> **EXERCISE INSTRUCTIONS**: The answer must consist of every line from the data that holds "logo".

Data records:

· · · ·

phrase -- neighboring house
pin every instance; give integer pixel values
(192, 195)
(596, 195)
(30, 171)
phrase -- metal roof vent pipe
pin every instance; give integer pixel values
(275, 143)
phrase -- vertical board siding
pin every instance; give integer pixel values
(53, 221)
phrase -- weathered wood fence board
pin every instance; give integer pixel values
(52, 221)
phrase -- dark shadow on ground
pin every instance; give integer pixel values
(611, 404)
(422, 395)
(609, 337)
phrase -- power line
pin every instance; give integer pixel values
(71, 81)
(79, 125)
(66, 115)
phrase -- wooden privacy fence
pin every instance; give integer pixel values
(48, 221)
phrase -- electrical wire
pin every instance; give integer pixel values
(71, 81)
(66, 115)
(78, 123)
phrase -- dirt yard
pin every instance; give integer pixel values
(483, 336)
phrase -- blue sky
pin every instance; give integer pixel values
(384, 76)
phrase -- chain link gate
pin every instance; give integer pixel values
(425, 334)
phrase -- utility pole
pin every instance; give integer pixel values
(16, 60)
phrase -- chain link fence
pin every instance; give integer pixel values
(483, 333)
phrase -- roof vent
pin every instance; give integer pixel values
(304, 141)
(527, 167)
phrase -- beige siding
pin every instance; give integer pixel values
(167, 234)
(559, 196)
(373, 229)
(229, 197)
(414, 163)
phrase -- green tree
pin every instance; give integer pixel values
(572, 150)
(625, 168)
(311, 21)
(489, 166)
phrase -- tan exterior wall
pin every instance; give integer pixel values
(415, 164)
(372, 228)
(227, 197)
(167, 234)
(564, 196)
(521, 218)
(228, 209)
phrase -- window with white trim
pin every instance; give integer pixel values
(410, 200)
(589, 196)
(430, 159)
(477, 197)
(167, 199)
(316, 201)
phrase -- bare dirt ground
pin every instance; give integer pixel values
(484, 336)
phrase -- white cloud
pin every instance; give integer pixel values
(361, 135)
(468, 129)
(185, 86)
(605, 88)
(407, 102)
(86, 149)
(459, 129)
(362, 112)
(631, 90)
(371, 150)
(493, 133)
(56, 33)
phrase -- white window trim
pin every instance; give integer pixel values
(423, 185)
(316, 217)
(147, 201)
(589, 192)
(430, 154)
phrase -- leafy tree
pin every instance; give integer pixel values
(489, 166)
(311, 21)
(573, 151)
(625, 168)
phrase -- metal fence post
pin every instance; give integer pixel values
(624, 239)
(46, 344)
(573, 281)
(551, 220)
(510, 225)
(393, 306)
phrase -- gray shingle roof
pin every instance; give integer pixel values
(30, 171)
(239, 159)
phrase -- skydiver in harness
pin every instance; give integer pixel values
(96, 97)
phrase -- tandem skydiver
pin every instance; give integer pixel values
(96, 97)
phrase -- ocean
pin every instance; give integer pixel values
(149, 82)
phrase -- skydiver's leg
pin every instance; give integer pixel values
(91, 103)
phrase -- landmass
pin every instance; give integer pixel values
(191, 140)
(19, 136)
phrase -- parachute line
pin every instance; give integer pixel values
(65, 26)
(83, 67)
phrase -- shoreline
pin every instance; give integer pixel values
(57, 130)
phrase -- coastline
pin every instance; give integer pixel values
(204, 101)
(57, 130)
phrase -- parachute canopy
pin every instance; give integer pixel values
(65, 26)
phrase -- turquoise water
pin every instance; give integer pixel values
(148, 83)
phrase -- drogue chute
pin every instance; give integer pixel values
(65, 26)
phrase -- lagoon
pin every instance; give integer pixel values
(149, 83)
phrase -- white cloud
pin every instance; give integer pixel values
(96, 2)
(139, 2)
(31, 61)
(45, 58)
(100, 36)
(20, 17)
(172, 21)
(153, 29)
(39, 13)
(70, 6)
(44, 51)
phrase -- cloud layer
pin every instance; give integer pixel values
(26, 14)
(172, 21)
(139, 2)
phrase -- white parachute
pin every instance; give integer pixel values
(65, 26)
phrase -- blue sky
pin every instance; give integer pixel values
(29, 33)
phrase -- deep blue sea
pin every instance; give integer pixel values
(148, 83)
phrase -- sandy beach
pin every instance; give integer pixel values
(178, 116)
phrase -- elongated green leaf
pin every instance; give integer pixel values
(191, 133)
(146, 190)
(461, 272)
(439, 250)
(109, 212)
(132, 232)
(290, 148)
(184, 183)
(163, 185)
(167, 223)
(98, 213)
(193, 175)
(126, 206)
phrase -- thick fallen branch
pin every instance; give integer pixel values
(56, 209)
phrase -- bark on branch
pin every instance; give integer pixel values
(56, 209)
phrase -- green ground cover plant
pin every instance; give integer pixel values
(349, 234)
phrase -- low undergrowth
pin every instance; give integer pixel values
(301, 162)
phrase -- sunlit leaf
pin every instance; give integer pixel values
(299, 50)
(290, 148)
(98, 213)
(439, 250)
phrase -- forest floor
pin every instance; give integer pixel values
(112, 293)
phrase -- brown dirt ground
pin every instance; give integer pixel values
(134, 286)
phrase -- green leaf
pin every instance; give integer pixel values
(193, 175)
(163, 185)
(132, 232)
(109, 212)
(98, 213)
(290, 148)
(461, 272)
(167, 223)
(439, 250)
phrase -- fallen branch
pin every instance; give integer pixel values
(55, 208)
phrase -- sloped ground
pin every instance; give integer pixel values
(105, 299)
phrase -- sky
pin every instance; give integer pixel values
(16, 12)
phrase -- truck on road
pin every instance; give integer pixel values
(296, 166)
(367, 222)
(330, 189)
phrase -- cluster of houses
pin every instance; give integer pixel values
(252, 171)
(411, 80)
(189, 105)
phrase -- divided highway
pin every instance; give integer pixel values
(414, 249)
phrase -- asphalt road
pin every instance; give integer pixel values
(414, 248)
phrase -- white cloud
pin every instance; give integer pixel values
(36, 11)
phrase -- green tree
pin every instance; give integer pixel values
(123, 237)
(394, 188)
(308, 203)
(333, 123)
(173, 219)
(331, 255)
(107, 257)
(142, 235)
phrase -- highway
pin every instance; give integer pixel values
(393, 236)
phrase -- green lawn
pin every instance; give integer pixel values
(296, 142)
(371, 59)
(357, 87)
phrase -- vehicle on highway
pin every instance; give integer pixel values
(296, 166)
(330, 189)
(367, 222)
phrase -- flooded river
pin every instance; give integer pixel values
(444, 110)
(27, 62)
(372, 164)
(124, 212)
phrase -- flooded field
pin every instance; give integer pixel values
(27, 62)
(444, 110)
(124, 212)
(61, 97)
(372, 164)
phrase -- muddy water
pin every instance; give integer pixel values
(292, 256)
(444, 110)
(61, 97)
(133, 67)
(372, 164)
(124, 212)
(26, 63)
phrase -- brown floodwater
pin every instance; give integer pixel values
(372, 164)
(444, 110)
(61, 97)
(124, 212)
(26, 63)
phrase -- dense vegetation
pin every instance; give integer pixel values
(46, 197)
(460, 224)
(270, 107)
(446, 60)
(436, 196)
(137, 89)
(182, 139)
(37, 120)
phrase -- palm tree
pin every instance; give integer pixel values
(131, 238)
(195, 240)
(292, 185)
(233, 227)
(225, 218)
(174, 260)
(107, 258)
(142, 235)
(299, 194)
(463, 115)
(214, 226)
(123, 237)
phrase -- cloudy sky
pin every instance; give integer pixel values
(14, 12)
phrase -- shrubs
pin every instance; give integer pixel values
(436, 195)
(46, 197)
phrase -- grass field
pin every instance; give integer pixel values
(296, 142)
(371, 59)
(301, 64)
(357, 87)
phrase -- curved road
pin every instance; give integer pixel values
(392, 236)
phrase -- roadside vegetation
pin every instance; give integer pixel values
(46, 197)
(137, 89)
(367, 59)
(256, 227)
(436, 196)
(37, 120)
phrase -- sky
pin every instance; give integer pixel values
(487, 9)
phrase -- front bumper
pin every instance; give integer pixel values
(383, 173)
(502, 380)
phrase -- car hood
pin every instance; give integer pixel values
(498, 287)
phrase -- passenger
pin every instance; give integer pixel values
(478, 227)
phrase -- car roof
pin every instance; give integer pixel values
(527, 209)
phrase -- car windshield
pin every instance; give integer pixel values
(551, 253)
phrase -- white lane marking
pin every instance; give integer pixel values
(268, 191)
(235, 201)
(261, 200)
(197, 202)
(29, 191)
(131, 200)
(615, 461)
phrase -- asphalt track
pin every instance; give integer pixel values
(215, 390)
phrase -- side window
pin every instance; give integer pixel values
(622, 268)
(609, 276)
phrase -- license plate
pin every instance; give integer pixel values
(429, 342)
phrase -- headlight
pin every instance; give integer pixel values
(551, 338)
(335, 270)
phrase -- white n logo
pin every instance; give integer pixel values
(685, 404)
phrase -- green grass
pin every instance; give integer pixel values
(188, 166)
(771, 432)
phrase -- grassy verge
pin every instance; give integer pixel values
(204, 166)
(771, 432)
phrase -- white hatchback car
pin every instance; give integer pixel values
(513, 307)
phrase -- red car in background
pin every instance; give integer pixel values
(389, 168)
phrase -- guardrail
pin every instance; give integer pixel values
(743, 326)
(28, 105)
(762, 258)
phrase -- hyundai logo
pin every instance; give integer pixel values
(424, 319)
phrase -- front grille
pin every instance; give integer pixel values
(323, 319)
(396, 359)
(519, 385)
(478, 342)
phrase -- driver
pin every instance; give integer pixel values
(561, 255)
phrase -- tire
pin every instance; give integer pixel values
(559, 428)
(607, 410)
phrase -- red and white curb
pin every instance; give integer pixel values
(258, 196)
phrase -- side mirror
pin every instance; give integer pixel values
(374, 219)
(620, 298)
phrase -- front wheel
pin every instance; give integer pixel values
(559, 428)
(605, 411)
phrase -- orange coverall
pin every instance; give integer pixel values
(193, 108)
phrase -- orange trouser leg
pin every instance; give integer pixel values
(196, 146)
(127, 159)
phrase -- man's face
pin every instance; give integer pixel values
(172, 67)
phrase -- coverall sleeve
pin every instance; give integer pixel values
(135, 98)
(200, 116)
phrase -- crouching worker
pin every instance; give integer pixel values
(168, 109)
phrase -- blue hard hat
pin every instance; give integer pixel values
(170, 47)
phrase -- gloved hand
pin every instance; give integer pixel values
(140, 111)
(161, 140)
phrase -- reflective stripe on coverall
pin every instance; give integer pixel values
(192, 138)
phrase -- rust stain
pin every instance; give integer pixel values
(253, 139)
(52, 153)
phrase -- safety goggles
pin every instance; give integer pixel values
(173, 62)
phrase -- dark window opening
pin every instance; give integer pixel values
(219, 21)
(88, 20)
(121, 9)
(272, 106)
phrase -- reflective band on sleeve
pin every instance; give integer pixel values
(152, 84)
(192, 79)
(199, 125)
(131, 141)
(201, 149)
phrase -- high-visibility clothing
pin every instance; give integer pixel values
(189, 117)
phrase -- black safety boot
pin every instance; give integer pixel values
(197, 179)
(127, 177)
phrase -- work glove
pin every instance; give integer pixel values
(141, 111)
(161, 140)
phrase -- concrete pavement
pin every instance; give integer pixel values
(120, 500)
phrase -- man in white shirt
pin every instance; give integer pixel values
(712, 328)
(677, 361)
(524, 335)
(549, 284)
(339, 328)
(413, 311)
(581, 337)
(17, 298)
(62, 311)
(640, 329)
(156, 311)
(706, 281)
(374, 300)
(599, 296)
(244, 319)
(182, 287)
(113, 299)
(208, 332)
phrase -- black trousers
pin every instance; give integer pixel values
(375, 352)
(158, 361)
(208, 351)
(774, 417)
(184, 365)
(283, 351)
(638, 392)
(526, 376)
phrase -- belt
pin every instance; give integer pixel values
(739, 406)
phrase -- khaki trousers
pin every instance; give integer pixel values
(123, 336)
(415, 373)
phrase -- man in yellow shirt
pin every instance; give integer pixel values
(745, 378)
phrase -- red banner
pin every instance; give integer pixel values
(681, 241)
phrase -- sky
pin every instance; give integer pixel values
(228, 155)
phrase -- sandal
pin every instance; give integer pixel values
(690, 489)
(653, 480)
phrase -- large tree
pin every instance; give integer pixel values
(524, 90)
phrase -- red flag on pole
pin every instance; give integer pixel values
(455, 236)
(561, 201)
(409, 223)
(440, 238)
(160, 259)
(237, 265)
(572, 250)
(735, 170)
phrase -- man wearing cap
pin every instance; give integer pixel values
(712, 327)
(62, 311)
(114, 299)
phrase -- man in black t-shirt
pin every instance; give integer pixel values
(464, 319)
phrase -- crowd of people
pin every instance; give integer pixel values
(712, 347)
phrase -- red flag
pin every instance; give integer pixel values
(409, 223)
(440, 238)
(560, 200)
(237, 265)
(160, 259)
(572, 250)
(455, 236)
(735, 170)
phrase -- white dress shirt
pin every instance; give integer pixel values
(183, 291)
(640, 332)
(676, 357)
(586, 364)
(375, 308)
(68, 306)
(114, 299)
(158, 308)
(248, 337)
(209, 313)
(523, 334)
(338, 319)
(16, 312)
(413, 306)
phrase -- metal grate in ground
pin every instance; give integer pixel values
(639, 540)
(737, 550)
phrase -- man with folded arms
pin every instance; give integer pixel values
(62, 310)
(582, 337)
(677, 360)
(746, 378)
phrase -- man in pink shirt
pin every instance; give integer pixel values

· · · ·

> **EXERCISE OUTPUT**:
phrase -- white n logo
phrase -- hyundai logo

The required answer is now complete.